Your answer is one number: the count of lines below that hold the word "wooden".

(Data for this exercise begins)

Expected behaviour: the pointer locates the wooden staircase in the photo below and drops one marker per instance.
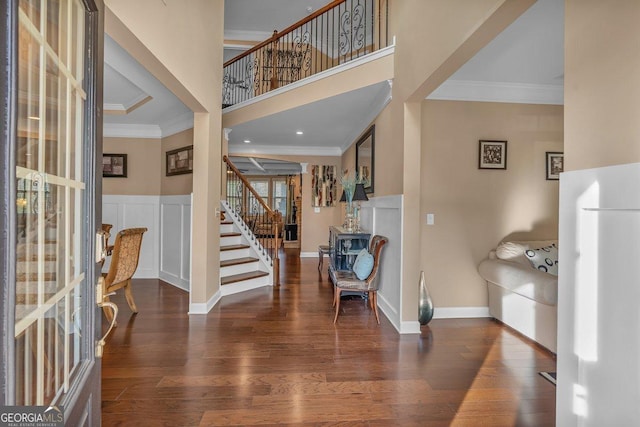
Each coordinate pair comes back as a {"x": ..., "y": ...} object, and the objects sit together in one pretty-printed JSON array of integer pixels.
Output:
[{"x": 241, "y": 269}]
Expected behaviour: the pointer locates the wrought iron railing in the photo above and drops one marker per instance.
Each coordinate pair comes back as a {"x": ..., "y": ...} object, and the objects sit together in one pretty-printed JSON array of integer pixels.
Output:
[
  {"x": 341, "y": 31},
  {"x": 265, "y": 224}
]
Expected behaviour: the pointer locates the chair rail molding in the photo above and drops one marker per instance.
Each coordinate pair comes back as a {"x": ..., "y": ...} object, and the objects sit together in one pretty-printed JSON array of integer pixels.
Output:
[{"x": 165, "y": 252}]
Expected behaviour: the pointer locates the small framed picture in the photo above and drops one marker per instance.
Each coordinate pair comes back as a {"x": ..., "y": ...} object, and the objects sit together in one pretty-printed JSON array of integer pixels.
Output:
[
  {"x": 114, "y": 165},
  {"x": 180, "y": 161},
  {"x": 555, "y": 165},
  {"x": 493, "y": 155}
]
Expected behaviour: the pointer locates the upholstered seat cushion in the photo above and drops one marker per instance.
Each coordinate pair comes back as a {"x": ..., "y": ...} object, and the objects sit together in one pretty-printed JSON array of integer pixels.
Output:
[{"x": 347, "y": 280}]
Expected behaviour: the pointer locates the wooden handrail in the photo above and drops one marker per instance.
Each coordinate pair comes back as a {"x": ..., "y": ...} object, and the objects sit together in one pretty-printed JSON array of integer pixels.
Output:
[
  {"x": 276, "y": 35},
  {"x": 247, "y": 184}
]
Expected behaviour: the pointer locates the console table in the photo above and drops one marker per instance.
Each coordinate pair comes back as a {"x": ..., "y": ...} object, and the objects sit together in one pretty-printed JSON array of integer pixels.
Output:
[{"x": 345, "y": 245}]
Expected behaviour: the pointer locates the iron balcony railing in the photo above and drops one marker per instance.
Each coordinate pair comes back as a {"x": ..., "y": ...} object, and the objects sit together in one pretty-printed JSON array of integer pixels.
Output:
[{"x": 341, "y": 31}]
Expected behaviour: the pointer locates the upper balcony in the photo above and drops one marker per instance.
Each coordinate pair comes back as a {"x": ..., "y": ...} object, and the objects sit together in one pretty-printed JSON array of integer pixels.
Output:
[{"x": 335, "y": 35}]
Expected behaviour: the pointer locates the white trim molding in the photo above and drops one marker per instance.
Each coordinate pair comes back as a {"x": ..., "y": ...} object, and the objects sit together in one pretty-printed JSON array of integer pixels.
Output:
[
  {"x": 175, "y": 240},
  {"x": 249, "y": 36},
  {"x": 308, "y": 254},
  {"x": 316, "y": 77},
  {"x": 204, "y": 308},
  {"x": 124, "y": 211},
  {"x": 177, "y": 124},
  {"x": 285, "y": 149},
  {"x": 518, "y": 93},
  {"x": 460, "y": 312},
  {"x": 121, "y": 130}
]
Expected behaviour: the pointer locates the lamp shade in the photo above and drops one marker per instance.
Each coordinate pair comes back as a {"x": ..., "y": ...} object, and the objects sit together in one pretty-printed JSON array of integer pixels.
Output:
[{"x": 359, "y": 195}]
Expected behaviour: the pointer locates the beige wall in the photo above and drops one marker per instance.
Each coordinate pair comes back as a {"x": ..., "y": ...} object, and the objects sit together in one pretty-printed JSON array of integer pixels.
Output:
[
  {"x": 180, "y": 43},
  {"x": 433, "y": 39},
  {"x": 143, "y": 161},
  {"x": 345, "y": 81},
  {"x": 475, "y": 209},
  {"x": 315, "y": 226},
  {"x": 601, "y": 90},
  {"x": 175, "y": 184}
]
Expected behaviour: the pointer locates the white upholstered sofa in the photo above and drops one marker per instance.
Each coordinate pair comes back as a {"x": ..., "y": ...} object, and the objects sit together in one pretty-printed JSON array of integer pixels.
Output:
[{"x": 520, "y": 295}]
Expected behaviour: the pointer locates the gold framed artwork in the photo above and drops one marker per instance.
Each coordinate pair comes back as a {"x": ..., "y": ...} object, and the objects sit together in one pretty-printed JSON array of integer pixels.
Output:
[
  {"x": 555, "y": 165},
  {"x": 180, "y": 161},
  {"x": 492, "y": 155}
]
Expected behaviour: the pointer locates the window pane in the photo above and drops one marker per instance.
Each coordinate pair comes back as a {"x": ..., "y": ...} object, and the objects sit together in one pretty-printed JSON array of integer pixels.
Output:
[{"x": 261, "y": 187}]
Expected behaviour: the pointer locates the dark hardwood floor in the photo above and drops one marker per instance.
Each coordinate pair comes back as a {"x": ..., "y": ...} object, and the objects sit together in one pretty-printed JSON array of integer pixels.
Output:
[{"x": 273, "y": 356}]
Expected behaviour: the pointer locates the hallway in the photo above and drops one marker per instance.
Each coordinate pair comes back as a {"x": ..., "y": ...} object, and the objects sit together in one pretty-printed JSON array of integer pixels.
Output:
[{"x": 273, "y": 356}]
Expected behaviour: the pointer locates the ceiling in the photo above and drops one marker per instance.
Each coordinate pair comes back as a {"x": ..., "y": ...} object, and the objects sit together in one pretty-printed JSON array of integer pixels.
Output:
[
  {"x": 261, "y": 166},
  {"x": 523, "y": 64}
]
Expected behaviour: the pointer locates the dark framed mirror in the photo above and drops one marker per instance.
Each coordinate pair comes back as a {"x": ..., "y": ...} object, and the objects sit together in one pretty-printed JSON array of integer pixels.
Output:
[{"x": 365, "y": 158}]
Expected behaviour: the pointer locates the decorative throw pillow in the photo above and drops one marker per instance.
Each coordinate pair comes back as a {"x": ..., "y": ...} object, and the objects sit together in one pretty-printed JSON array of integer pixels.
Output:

(Data for this exercise ends)
(Data for this exercise begins)

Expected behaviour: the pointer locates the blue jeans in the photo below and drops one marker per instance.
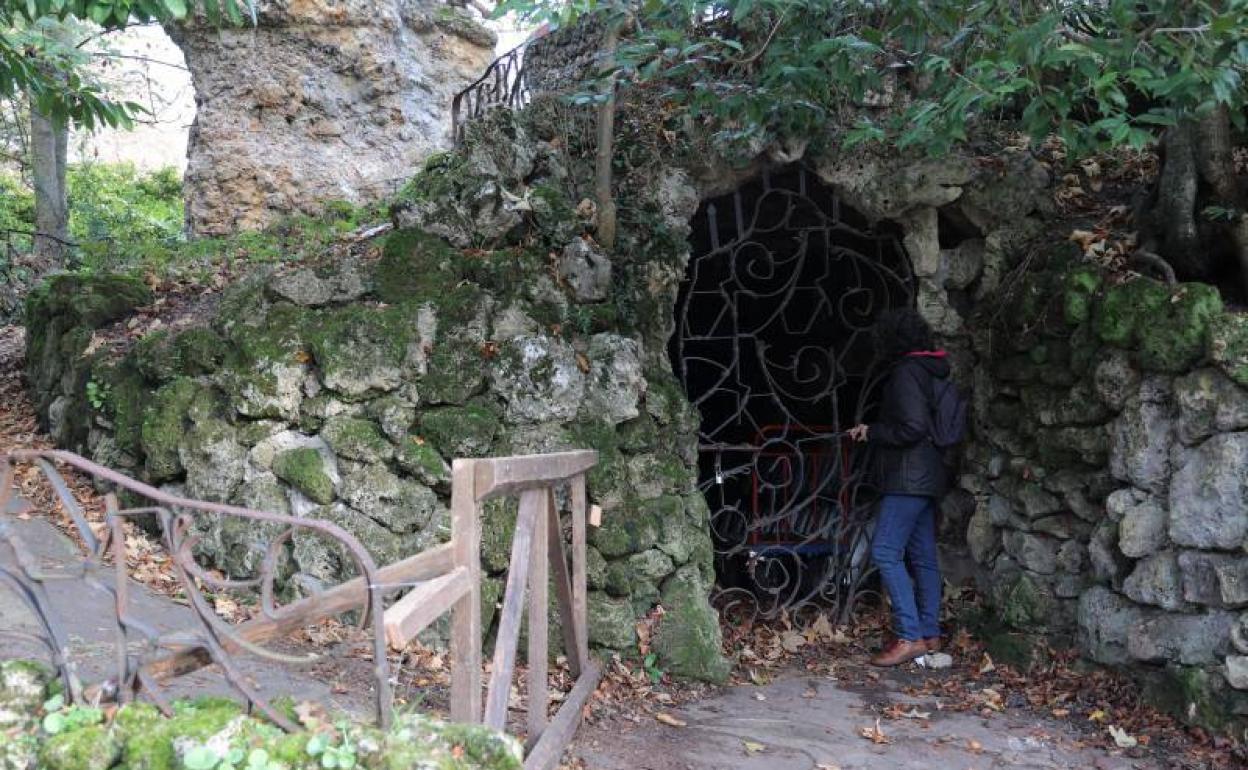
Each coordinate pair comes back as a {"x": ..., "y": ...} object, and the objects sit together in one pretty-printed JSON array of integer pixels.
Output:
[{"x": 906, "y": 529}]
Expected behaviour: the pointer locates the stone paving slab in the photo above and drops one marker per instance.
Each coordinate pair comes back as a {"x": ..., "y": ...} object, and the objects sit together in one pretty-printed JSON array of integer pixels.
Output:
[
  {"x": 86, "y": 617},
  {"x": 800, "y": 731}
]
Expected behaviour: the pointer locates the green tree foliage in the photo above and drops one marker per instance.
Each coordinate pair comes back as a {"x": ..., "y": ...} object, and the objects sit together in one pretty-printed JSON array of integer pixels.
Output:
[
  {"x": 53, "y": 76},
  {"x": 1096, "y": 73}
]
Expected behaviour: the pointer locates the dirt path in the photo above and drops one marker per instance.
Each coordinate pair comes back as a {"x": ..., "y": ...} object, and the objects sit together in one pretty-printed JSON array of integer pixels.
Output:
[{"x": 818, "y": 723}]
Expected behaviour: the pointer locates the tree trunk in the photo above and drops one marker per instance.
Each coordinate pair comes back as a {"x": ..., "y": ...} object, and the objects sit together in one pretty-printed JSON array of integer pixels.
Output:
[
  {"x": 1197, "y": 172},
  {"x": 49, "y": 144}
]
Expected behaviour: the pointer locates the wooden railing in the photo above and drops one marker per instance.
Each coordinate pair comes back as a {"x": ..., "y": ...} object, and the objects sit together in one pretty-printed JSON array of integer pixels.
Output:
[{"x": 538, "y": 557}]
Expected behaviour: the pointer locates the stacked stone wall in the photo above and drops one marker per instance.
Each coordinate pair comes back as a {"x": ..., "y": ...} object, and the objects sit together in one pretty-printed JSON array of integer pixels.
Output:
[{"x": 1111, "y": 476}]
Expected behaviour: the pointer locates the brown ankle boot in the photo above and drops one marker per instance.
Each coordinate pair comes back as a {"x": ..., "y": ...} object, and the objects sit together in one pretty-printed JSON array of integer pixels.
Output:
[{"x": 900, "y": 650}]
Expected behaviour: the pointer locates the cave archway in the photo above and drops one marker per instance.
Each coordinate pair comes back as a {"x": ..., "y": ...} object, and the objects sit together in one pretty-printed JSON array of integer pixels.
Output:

(Data for this exercise ends)
(Data for this exercise begins)

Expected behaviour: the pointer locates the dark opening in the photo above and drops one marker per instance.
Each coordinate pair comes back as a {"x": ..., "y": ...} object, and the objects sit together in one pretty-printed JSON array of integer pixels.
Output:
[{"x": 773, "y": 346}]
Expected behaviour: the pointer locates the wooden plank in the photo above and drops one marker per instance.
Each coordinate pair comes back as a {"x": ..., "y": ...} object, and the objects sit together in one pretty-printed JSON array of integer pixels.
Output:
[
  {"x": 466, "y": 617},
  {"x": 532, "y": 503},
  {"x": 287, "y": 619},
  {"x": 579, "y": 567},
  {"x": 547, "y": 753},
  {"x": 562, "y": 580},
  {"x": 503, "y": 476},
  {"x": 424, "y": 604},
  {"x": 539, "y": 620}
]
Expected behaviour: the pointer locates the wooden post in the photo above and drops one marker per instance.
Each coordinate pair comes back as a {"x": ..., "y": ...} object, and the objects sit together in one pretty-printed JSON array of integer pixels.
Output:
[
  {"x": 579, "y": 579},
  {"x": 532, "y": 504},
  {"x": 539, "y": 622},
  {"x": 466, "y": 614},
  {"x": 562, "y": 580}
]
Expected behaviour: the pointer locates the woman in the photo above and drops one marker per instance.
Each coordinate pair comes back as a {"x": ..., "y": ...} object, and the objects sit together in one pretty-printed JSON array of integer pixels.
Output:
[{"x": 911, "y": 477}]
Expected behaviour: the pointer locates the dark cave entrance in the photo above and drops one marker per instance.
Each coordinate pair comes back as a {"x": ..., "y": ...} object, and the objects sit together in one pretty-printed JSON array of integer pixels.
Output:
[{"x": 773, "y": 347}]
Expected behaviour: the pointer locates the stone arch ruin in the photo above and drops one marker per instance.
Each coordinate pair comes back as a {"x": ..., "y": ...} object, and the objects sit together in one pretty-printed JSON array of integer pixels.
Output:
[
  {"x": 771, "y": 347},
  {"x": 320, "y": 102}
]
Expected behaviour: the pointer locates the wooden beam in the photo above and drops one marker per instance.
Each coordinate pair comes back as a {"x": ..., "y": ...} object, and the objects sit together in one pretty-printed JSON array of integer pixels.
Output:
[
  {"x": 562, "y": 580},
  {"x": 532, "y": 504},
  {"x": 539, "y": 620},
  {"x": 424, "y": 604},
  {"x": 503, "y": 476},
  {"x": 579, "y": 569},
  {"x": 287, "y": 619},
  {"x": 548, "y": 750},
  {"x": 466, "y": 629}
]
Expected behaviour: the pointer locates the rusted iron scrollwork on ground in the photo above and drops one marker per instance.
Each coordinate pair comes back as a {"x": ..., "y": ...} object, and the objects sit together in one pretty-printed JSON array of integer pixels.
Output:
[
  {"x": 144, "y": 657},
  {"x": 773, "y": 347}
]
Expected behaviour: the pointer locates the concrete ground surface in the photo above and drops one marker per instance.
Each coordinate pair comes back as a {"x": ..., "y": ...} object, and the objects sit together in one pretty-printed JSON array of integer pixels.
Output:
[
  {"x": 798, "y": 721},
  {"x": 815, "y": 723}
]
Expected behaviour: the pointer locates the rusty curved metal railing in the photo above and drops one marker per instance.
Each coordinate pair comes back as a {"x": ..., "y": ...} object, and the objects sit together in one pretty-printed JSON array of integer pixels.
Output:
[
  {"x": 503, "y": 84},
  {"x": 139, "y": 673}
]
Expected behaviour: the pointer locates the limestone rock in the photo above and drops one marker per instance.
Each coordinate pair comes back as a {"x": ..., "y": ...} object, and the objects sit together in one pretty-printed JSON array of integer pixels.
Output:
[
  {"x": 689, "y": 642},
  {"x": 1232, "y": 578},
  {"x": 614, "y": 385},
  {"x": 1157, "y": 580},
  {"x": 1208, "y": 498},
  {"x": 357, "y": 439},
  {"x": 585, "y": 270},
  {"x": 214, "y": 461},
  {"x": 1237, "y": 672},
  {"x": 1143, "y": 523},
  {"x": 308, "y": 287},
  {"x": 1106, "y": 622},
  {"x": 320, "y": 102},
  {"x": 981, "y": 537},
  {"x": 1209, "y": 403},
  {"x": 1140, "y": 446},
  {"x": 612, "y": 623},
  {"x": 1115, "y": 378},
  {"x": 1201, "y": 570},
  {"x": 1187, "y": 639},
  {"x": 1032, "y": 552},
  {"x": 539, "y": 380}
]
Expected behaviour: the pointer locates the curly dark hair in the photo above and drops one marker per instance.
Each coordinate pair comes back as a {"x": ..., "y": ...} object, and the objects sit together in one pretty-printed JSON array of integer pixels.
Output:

(Data for this exercise ends)

== Finished task ==
6